» **Information shown**:
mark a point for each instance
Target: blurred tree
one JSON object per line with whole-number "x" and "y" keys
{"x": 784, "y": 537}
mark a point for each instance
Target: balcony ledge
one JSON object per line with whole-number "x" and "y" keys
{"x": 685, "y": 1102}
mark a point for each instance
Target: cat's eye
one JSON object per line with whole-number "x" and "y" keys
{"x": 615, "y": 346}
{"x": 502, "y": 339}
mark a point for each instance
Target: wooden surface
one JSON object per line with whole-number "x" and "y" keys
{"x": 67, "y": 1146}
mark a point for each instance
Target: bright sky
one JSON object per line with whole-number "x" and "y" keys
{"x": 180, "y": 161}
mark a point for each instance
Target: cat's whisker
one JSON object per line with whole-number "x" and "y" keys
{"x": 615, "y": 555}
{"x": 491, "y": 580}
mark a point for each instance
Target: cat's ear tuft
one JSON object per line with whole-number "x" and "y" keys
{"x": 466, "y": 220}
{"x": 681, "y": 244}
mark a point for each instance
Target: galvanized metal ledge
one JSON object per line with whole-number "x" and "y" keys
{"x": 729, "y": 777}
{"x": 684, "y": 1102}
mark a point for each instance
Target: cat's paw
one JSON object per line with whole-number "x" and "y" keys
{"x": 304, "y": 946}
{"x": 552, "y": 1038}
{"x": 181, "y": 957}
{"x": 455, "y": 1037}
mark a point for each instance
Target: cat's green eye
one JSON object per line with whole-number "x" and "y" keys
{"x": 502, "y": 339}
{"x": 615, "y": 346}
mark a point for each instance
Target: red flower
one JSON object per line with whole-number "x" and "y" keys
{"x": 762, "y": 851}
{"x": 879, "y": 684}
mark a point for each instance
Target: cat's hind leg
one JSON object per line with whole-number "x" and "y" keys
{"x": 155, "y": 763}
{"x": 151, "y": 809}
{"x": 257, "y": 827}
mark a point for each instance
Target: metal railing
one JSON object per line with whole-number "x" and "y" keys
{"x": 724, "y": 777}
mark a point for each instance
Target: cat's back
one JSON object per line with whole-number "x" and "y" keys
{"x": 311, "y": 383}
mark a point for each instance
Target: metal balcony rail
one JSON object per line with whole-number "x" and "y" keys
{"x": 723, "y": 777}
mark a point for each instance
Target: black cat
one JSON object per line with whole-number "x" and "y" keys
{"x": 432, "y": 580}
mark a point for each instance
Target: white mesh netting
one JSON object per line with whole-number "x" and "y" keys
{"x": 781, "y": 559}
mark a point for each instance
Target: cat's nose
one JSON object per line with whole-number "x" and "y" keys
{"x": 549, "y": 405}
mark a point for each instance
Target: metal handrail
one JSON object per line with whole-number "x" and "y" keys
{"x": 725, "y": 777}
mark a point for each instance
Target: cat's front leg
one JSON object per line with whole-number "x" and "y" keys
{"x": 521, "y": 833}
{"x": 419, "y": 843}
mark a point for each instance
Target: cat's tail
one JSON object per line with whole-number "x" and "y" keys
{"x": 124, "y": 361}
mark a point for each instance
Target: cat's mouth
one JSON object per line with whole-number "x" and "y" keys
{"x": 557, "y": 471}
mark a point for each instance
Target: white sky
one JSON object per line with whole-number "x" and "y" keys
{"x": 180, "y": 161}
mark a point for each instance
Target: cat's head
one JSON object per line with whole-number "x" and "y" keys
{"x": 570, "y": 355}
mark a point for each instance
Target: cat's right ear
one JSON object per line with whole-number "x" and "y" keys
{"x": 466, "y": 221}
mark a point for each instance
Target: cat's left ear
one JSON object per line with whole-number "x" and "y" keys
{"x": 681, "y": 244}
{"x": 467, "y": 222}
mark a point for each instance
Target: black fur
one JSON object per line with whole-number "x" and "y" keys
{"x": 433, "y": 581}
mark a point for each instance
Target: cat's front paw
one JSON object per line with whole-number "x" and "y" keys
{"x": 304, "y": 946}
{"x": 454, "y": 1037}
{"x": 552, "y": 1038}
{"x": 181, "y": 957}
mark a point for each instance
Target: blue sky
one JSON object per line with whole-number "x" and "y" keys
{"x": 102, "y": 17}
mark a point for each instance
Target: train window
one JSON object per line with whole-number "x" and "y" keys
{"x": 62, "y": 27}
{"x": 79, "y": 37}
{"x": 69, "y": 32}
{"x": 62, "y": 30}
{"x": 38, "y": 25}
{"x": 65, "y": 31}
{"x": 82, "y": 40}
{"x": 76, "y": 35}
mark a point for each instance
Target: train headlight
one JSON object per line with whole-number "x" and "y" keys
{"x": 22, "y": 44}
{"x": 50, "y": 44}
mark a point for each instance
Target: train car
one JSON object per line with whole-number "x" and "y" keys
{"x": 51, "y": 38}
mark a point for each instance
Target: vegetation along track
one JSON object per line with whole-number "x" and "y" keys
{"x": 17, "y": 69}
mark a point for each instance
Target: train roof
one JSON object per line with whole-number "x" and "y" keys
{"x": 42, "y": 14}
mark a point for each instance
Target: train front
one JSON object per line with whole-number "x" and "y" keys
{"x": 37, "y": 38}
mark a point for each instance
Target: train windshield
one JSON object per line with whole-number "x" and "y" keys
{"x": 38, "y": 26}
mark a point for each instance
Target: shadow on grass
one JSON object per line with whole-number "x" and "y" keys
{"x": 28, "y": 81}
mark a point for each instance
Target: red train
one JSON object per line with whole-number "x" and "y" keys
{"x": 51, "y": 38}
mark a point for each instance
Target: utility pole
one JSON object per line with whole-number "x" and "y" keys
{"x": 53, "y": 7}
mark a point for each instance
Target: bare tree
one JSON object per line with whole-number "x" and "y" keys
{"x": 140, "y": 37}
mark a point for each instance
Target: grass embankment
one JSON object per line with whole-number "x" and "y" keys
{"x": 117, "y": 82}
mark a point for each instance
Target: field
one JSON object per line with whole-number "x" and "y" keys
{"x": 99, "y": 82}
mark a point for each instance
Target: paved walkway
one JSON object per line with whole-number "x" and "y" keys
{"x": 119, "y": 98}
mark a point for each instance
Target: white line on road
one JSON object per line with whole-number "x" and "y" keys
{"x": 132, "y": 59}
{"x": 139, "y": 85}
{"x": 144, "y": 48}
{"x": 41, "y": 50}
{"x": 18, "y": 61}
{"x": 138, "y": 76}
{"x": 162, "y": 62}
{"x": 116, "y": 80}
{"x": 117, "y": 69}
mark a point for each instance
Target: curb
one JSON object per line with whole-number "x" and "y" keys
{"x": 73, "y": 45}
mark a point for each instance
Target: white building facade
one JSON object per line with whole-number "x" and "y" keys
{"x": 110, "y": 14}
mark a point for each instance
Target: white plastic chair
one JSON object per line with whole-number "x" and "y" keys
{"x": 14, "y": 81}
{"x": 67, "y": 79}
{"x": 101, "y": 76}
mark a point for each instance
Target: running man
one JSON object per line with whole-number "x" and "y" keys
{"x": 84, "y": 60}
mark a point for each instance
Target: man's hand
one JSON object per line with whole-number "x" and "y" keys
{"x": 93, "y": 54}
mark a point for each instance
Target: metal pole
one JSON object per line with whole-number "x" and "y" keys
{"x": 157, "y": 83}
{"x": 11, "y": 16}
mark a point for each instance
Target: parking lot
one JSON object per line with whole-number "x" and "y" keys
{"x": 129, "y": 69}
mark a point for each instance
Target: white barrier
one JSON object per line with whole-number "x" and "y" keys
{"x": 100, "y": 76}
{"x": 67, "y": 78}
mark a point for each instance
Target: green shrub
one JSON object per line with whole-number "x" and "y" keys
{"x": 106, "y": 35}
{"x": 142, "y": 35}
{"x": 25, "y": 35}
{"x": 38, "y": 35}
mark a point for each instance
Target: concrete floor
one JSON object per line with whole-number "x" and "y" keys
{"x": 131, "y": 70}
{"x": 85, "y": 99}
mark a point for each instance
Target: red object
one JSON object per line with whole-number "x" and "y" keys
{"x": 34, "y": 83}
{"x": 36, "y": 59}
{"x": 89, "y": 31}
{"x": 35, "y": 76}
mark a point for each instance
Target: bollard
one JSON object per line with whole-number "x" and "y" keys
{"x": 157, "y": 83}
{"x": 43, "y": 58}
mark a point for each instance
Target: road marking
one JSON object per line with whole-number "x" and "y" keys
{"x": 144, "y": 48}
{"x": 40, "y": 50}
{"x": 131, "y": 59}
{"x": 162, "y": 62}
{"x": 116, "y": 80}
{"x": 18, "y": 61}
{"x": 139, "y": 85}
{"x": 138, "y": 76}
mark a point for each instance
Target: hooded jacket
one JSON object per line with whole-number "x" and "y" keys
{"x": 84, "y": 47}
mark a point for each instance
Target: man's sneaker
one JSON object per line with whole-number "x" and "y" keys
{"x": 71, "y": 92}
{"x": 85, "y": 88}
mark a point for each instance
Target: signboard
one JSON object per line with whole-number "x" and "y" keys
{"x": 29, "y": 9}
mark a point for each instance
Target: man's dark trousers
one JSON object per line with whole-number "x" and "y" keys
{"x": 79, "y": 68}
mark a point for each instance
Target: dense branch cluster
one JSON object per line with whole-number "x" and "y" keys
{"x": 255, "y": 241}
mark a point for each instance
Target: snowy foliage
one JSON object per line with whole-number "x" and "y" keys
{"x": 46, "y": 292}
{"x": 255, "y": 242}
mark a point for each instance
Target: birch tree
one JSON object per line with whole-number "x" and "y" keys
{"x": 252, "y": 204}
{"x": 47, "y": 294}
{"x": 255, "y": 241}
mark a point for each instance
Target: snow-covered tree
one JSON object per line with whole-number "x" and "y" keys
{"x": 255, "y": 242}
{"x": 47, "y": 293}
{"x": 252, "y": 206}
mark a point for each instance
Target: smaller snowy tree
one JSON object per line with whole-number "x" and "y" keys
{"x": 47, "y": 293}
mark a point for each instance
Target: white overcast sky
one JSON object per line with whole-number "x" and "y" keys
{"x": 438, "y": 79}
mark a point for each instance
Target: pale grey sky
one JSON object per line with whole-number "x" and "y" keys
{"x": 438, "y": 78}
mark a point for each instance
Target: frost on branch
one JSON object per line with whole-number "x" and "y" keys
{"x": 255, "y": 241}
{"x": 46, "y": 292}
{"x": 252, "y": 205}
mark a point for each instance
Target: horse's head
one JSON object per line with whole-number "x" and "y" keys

» **Instruction**:
Extract every line of the data above that contains the word "road" and list those lines.

» **Reply**:
Target: white line on road
Target: road marking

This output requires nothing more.